*** Begin section ***

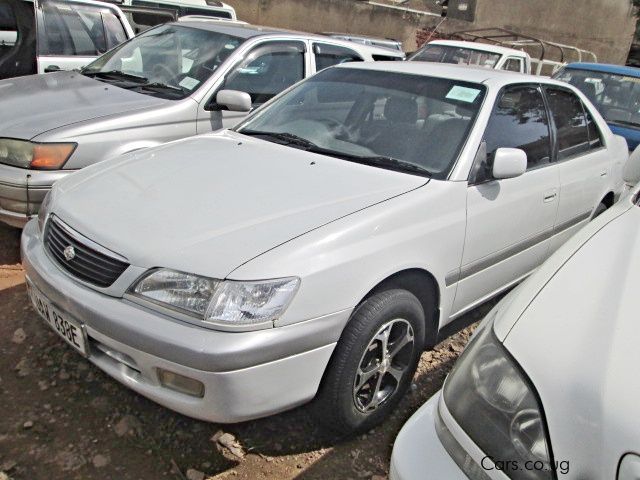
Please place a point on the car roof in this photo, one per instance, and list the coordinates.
(605, 68)
(247, 31)
(479, 46)
(462, 73)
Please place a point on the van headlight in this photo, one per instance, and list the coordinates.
(495, 403)
(218, 302)
(36, 156)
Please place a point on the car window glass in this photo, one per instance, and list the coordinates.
(72, 31)
(513, 65)
(570, 122)
(329, 55)
(268, 70)
(519, 120)
(114, 30)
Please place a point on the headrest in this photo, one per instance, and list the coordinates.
(398, 109)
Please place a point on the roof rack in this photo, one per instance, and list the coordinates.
(511, 39)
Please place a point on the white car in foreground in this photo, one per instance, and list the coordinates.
(317, 248)
(547, 388)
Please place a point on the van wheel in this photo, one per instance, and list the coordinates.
(601, 209)
(373, 363)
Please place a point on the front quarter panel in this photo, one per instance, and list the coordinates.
(115, 135)
(342, 261)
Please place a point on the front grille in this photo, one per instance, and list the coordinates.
(87, 264)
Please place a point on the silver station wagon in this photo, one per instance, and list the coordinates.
(162, 85)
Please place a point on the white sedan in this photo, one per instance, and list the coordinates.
(319, 247)
(547, 388)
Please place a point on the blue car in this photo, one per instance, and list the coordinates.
(614, 90)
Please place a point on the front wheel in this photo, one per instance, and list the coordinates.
(373, 363)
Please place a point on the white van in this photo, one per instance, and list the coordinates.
(40, 36)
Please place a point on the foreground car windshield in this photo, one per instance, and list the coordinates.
(390, 120)
(456, 55)
(617, 97)
(169, 61)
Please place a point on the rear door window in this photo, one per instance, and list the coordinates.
(570, 122)
(328, 55)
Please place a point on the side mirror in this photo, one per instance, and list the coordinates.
(509, 163)
(631, 172)
(233, 100)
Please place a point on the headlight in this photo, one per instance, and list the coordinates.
(497, 406)
(44, 210)
(37, 156)
(227, 303)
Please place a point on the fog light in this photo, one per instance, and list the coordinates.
(180, 383)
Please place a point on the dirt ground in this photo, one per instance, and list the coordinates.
(62, 418)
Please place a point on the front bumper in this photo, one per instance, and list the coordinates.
(22, 191)
(418, 453)
(246, 374)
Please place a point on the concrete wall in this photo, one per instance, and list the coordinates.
(604, 26)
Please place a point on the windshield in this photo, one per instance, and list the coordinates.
(617, 97)
(168, 61)
(403, 122)
(456, 55)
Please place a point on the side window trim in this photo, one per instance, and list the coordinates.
(475, 167)
(209, 104)
(552, 124)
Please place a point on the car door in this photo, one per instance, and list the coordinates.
(509, 222)
(584, 165)
(72, 35)
(266, 70)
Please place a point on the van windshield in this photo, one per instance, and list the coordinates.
(456, 55)
(617, 97)
(170, 61)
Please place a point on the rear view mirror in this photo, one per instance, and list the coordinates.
(631, 173)
(234, 100)
(509, 163)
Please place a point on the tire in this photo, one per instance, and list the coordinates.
(351, 403)
(599, 210)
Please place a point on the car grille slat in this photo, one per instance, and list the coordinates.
(89, 264)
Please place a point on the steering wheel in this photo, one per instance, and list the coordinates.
(162, 72)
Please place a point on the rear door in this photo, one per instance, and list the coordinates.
(72, 35)
(584, 165)
(509, 222)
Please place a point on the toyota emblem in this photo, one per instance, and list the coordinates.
(69, 253)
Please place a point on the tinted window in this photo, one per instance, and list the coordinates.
(113, 29)
(268, 70)
(570, 122)
(513, 65)
(72, 31)
(329, 55)
(519, 120)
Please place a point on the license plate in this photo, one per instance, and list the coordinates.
(70, 330)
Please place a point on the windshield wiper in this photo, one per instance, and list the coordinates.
(376, 160)
(116, 74)
(281, 137)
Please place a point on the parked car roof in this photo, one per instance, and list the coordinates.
(479, 46)
(606, 68)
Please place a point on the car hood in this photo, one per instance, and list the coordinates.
(208, 204)
(578, 342)
(36, 104)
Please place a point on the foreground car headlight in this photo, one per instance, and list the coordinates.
(497, 406)
(37, 156)
(229, 303)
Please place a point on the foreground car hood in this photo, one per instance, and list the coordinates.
(36, 104)
(578, 342)
(211, 203)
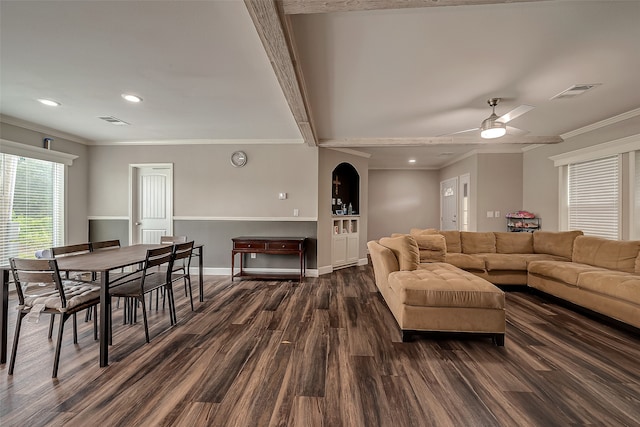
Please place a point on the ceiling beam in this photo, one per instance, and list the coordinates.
(438, 140)
(274, 31)
(294, 7)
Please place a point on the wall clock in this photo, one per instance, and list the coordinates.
(239, 159)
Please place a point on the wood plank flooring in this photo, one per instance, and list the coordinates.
(325, 353)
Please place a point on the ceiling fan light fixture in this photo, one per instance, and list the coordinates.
(490, 128)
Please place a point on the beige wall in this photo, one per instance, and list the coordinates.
(77, 227)
(402, 199)
(328, 160)
(205, 182)
(499, 188)
(540, 178)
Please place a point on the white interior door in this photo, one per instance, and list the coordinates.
(449, 204)
(152, 202)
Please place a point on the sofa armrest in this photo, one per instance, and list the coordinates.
(384, 263)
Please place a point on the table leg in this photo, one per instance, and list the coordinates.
(200, 273)
(105, 310)
(4, 308)
(233, 260)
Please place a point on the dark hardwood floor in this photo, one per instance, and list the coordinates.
(326, 352)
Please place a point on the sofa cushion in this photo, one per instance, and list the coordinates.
(474, 242)
(465, 261)
(418, 231)
(443, 285)
(555, 242)
(405, 249)
(566, 272)
(432, 247)
(505, 261)
(616, 284)
(514, 243)
(452, 238)
(612, 254)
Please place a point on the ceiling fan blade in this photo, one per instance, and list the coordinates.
(462, 131)
(516, 131)
(516, 112)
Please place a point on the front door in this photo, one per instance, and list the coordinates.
(449, 204)
(152, 202)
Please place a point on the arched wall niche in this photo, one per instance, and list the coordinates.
(345, 188)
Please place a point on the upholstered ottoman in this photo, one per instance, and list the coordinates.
(441, 297)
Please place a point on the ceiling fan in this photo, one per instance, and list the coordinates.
(495, 127)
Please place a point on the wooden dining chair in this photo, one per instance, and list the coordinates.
(40, 290)
(156, 274)
(70, 250)
(181, 265)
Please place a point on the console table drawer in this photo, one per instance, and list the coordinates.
(249, 245)
(283, 246)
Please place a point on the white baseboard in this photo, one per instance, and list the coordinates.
(224, 271)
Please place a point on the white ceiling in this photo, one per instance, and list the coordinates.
(404, 74)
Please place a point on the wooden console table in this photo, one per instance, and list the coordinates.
(269, 245)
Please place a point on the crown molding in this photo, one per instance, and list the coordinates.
(43, 129)
(202, 142)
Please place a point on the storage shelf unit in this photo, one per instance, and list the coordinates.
(346, 235)
(518, 224)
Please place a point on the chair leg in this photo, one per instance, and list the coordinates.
(95, 323)
(172, 306)
(51, 326)
(75, 329)
(16, 337)
(144, 318)
(56, 360)
(190, 291)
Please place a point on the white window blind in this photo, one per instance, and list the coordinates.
(594, 197)
(31, 206)
(636, 210)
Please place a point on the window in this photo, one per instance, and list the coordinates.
(594, 197)
(31, 205)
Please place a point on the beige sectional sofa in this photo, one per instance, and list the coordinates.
(598, 274)
(499, 257)
(434, 296)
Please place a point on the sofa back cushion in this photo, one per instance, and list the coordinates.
(452, 239)
(475, 242)
(618, 255)
(405, 249)
(558, 243)
(514, 243)
(419, 231)
(432, 247)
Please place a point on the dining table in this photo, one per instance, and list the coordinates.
(102, 262)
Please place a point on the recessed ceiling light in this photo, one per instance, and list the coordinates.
(131, 98)
(49, 102)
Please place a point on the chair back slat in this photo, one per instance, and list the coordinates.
(159, 256)
(173, 239)
(43, 272)
(71, 249)
(106, 244)
(182, 250)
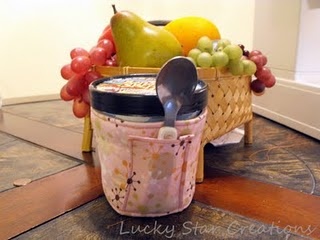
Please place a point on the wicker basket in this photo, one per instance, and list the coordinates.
(229, 103)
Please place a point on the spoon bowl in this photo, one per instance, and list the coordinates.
(175, 84)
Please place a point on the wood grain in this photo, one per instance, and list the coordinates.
(26, 207)
(61, 140)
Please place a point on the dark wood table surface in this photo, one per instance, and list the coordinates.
(268, 190)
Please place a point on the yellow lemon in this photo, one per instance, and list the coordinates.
(189, 29)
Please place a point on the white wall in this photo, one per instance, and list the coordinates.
(36, 36)
(288, 32)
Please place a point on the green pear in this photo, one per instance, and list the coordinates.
(141, 44)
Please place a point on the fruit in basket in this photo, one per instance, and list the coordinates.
(189, 29)
(141, 44)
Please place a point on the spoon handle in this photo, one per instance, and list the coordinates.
(167, 133)
(171, 108)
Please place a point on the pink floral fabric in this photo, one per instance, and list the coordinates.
(141, 174)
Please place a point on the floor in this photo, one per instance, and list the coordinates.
(268, 190)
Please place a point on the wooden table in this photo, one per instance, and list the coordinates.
(69, 203)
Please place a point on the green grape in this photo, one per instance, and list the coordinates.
(222, 43)
(194, 53)
(249, 67)
(233, 51)
(235, 67)
(204, 60)
(205, 44)
(219, 59)
(192, 60)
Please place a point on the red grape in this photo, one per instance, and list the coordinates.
(86, 96)
(257, 86)
(81, 64)
(107, 45)
(257, 59)
(264, 60)
(75, 85)
(64, 95)
(80, 108)
(111, 62)
(78, 52)
(254, 53)
(270, 82)
(263, 74)
(98, 56)
(89, 77)
(66, 72)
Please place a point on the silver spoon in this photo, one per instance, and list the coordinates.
(175, 83)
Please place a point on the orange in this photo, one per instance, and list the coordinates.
(189, 29)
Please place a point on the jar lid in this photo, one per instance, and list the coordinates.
(135, 94)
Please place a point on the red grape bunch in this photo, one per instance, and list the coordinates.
(264, 77)
(80, 72)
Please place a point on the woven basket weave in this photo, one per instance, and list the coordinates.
(229, 102)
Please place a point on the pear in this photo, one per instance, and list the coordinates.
(141, 44)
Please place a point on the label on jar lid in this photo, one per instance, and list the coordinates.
(132, 85)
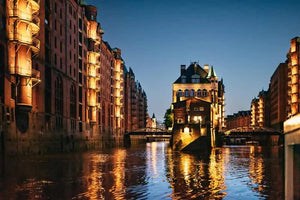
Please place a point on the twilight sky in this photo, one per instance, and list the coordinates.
(244, 40)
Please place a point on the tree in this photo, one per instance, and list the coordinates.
(168, 118)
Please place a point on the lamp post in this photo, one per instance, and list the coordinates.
(196, 118)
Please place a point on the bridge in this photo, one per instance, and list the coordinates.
(148, 135)
(253, 135)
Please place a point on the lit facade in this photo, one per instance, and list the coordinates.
(254, 112)
(292, 124)
(198, 86)
(260, 110)
(293, 77)
(135, 100)
(118, 81)
(60, 82)
(238, 120)
(278, 97)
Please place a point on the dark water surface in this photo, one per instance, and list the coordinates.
(152, 171)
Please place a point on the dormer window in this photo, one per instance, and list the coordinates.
(198, 93)
(192, 92)
(179, 93)
(205, 93)
(195, 78)
(183, 79)
(186, 93)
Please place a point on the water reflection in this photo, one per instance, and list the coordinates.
(152, 171)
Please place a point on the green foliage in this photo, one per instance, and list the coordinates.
(168, 118)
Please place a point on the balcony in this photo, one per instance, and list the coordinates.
(35, 5)
(92, 46)
(35, 75)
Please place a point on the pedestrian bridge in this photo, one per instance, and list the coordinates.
(250, 129)
(253, 135)
(149, 135)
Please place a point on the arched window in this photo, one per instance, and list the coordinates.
(59, 101)
(205, 93)
(186, 92)
(73, 102)
(192, 92)
(198, 93)
(179, 93)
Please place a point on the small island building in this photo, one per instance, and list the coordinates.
(197, 107)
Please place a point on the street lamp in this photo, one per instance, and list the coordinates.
(196, 118)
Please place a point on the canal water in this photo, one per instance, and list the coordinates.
(151, 171)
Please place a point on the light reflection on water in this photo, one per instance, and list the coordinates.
(152, 171)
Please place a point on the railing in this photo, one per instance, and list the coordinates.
(35, 74)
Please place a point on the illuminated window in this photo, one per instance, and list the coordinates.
(179, 93)
(198, 93)
(73, 102)
(192, 92)
(59, 102)
(205, 93)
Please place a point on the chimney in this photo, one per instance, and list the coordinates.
(182, 69)
(206, 68)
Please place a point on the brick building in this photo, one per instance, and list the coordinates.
(237, 120)
(135, 103)
(278, 97)
(260, 110)
(198, 101)
(59, 80)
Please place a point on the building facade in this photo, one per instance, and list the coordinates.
(293, 77)
(59, 81)
(201, 89)
(136, 106)
(238, 120)
(278, 97)
(292, 124)
(260, 110)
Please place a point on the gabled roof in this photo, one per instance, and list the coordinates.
(193, 69)
(211, 73)
(131, 72)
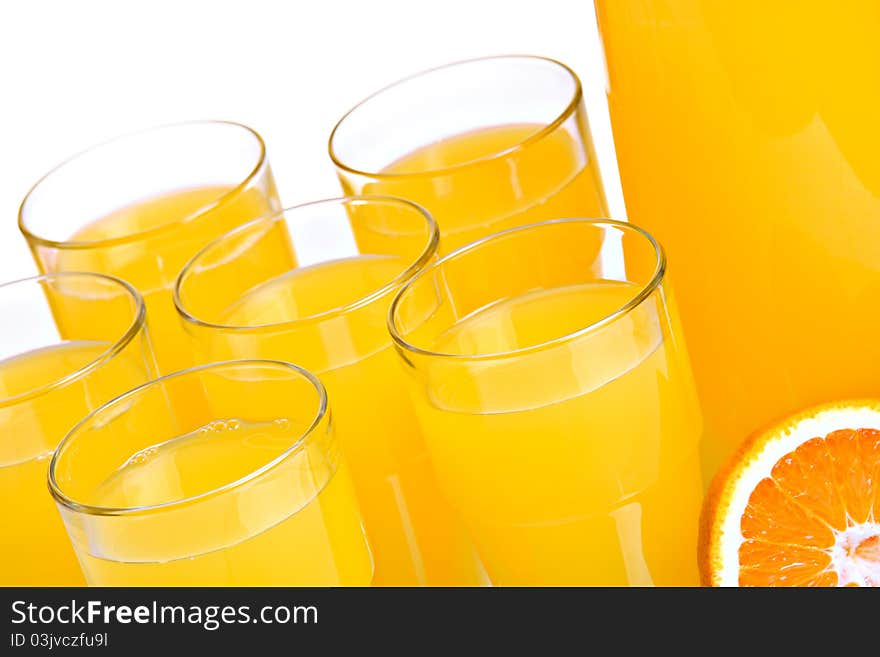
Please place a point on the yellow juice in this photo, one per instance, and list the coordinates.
(415, 536)
(297, 528)
(574, 464)
(747, 140)
(139, 244)
(472, 194)
(34, 549)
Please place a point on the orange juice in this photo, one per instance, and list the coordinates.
(473, 191)
(747, 143)
(152, 261)
(415, 537)
(587, 474)
(34, 549)
(301, 530)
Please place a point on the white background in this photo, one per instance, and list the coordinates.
(76, 73)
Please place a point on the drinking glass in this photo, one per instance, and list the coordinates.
(747, 139)
(484, 145)
(68, 343)
(312, 285)
(140, 205)
(556, 399)
(252, 491)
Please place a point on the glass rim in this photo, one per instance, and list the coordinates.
(430, 249)
(645, 291)
(127, 238)
(138, 322)
(62, 498)
(569, 109)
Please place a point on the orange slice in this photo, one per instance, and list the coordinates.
(799, 504)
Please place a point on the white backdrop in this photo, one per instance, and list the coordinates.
(76, 73)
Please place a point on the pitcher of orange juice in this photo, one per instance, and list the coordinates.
(748, 140)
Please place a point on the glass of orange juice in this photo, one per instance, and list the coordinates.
(253, 492)
(484, 145)
(140, 205)
(756, 166)
(558, 404)
(53, 373)
(312, 285)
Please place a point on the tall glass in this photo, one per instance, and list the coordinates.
(756, 166)
(558, 405)
(312, 285)
(68, 343)
(253, 492)
(484, 145)
(139, 206)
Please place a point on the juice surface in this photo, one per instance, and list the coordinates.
(573, 465)
(471, 196)
(747, 144)
(34, 548)
(163, 233)
(299, 528)
(415, 536)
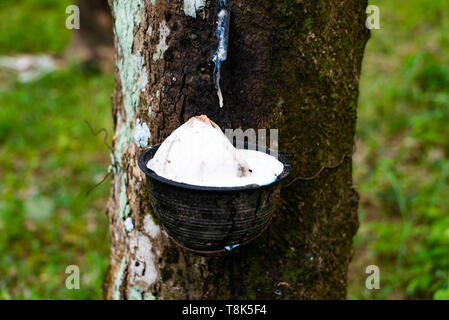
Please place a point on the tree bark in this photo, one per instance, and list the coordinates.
(292, 65)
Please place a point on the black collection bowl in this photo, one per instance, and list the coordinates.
(210, 219)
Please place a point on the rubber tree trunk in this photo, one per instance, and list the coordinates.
(292, 65)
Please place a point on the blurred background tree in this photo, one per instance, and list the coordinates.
(49, 157)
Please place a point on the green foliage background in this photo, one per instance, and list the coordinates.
(49, 158)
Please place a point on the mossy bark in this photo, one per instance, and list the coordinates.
(292, 65)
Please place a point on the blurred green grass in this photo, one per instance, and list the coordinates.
(49, 159)
(33, 26)
(402, 166)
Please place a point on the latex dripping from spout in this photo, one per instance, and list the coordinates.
(221, 53)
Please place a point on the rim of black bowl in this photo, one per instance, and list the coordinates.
(282, 157)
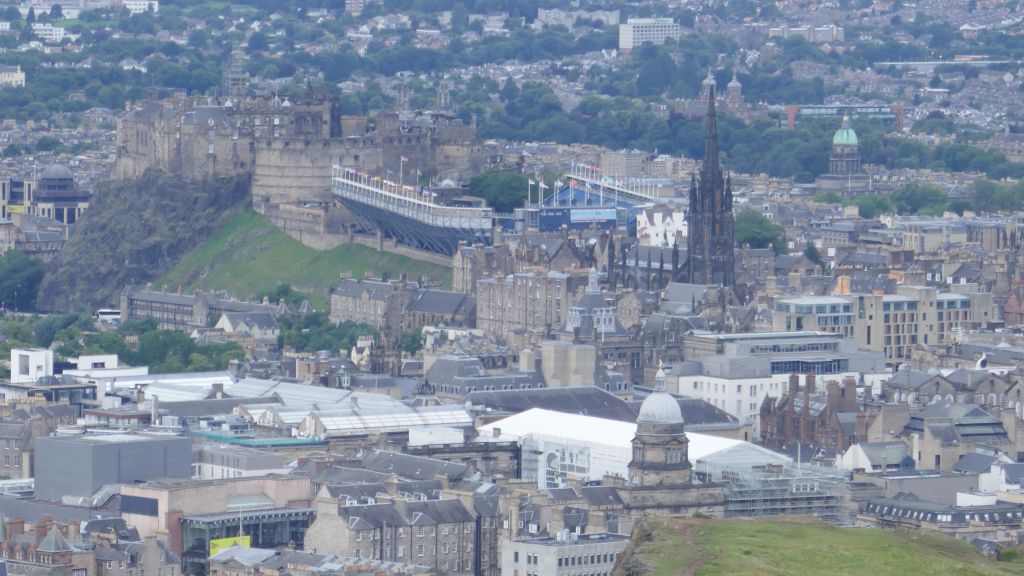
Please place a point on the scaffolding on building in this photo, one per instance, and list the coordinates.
(787, 489)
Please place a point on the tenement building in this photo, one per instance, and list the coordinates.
(893, 324)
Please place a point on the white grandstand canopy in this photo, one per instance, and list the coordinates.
(617, 436)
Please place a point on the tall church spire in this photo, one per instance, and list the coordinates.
(710, 246)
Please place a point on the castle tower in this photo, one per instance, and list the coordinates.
(236, 78)
(660, 449)
(710, 244)
(845, 157)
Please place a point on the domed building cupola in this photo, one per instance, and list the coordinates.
(708, 87)
(659, 448)
(845, 157)
(734, 90)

*** End section ***

YOUR TASK: Please reproduce, word for word, every line from the line with "Please place a point on the scaffolding" to the final line above, including both ends.

TASK OUTPUT:
Please place a point on the scaffolding on building in this photo, one per instance, and list the coordinates.
(787, 489)
Please place a point on the tenement building in this photo, one per instance, and list the coordinates.
(893, 324)
Please place a point on the white grandstand canopy in this photo, one per instance, and list the coordinates.
(617, 436)
Please place a point on the tall church spire in this photo, one per instance, and list the coordinates.
(710, 246)
Please place a point on the castle tower in this photo, one per instance, and list the coordinates.
(236, 78)
(660, 449)
(710, 244)
(845, 157)
Please place a point on the domed building cupola in this photo, one per instance, and list the coordinates.
(708, 87)
(659, 448)
(845, 157)
(734, 90)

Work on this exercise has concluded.